● PROMPT
Arrange every line of the records below as a numbered list, skipping blank lines and leaving out the pictures.

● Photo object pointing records
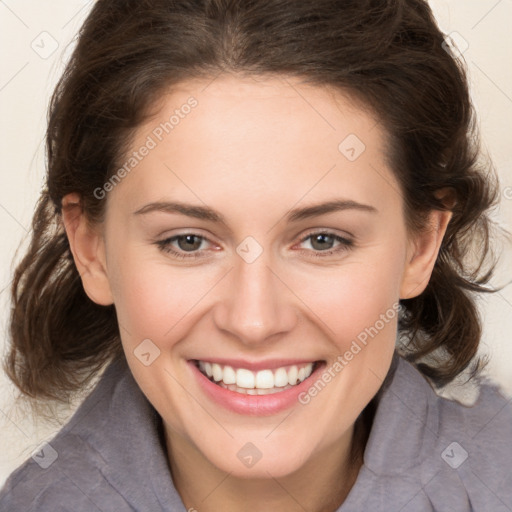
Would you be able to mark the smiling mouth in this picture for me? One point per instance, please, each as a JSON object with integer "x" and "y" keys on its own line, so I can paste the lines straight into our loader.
{"x": 262, "y": 382}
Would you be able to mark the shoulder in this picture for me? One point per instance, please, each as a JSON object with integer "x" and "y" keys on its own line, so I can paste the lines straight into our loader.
{"x": 64, "y": 475}
{"x": 466, "y": 450}
{"x": 476, "y": 442}
{"x": 68, "y": 472}
{"x": 426, "y": 452}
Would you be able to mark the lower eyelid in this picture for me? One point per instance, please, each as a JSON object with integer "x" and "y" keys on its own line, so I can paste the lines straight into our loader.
{"x": 166, "y": 245}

● ANSWER
1. Would you be able to mark the smiling mouth in this picture for me? One point per instance, please, each as a JSON object with integer "x" and "y" keys on its own line, so I can paste the lines straight into our loader.
2. {"x": 262, "y": 382}
3. Would you be able to mark the shoulder in this picture for me? One point per instance, please, each as a JSON object with integer "x" and "y" keys on its own line, so I can paste the lines straight into our loader.
4. {"x": 64, "y": 475}
5. {"x": 466, "y": 450}
6. {"x": 476, "y": 442}
7. {"x": 68, "y": 472}
8. {"x": 426, "y": 452}
9. Would you be able to mark the lower eyelid in this picture for me? One point per instance, please, each as a JSON object with integer "x" and "y" keys on its own line, so I can paste the lines straight into our loader.
10. {"x": 166, "y": 245}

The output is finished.